=== Available records ===

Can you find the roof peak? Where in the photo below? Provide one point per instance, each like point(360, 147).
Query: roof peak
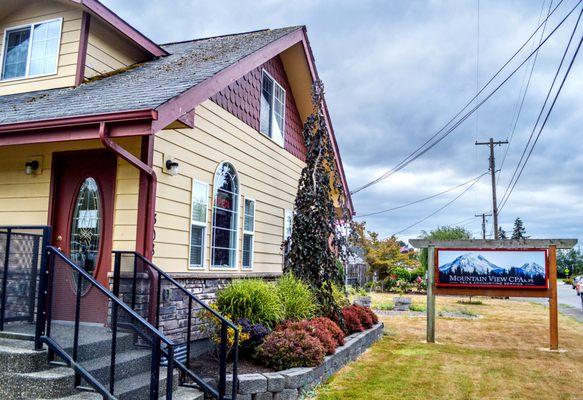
point(292, 27)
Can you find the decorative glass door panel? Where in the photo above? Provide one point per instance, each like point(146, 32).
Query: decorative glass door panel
point(86, 224)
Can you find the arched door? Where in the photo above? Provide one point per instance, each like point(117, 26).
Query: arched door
point(82, 202)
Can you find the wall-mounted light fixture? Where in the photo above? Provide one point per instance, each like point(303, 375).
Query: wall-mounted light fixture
point(31, 167)
point(172, 167)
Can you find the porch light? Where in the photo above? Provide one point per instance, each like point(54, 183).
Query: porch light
point(172, 167)
point(30, 167)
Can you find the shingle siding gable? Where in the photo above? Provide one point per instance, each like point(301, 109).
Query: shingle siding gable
point(242, 99)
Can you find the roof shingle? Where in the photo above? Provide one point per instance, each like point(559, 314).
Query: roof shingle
point(146, 86)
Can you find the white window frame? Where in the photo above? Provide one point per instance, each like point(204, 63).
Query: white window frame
point(203, 225)
point(272, 114)
point(31, 26)
point(287, 212)
point(237, 237)
point(249, 233)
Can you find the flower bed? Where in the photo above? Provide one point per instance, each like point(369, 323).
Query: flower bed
point(289, 384)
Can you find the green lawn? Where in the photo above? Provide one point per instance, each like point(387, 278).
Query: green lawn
point(496, 356)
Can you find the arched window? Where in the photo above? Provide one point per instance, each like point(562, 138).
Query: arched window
point(225, 217)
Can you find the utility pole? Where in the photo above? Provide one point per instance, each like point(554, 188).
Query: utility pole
point(483, 215)
point(492, 143)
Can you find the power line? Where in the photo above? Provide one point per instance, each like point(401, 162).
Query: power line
point(520, 103)
point(438, 210)
point(513, 181)
point(420, 150)
point(423, 199)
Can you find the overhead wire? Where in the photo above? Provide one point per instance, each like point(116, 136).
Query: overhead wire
point(438, 210)
point(422, 150)
point(521, 165)
point(423, 199)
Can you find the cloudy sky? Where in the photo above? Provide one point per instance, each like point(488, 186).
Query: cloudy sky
point(396, 71)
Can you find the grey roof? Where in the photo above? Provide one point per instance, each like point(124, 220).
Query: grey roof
point(147, 86)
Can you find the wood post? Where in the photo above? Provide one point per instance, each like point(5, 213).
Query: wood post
point(430, 295)
point(553, 306)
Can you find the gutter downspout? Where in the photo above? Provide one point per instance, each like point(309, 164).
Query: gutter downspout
point(148, 240)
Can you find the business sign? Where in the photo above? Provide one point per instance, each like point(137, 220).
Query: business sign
point(492, 268)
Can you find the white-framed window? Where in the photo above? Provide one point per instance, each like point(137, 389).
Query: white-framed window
point(31, 50)
point(225, 217)
point(198, 223)
point(272, 114)
point(288, 221)
point(248, 233)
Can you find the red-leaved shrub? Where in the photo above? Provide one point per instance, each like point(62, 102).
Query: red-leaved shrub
point(315, 329)
point(358, 318)
point(352, 321)
point(291, 348)
point(331, 327)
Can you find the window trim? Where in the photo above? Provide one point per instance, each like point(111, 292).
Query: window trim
point(285, 213)
point(283, 130)
point(31, 26)
point(250, 233)
point(203, 225)
point(237, 238)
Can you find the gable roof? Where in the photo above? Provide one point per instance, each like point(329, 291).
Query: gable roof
point(165, 88)
point(146, 86)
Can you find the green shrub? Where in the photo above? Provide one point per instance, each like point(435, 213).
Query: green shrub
point(339, 296)
point(568, 281)
point(417, 307)
point(386, 306)
point(296, 298)
point(254, 299)
point(401, 274)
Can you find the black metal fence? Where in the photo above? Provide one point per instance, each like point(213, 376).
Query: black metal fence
point(177, 312)
point(22, 254)
point(110, 355)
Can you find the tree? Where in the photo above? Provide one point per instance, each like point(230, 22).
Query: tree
point(317, 240)
point(443, 233)
point(384, 256)
point(571, 260)
point(519, 232)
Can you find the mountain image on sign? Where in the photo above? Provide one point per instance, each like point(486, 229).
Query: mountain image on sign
point(475, 269)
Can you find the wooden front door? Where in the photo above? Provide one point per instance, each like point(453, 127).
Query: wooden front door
point(83, 202)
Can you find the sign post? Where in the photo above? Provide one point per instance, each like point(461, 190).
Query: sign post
point(553, 306)
point(430, 295)
point(497, 268)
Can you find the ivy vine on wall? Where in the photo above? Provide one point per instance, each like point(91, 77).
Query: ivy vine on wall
point(322, 220)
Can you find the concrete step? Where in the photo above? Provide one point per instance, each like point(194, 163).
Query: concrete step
point(19, 356)
point(59, 381)
point(186, 393)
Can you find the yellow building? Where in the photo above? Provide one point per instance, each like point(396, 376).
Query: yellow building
point(187, 153)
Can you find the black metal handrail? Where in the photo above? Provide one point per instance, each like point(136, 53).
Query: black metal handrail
point(219, 393)
point(28, 274)
point(160, 344)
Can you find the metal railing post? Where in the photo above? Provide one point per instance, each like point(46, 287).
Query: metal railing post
point(170, 373)
point(116, 278)
point(223, 361)
point(76, 333)
point(155, 369)
point(33, 278)
point(41, 304)
point(5, 278)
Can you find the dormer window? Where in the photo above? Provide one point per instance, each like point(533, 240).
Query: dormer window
point(272, 117)
point(31, 50)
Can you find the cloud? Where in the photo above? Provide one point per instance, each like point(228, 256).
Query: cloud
point(395, 72)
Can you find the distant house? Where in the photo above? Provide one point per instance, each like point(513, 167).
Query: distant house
point(357, 269)
point(186, 153)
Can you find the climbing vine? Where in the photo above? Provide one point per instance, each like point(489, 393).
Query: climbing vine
point(322, 220)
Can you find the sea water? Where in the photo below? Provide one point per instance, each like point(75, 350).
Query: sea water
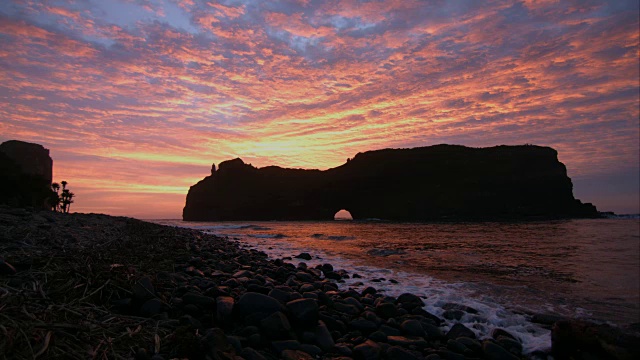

===

Assignment> Reproduce word for word the material above, starting with the line that has "Query: concrete step" and stopping after the line that has "Can you find the distant".

Task response>
Query: concrete step
point(19, 356)
point(59, 381)
point(186, 393)
Can you find the yellow building? Where in the photo above? Provide one point per instance, each like point(396, 376).
Query: yellow building
point(187, 153)
Can you find the black metal handrail? Where in the photo above? Provide one point per instance, each like point(136, 53).
Query: black metal handrail
point(219, 393)
point(28, 274)
point(160, 344)
Can you find the metal railing post? Where in the photo above? Provide one point per instance, each like point(46, 287).
Query: metal railing post
point(170, 373)
point(116, 278)
point(223, 361)
point(76, 333)
point(155, 369)
point(33, 278)
point(41, 304)
point(5, 278)
Can you find the dormer window? Where in the photo above? Provide one point per instance, each like point(533, 240).
Query: dormer window
point(272, 117)
point(31, 50)
Can you find the cloud? Where in the photo above? Provide one point per instance, each like point(228, 256).
Query: cloud
point(395, 72)
Can you find the distant house? Where in the photo above? Provide one point per instance, each like point(513, 167).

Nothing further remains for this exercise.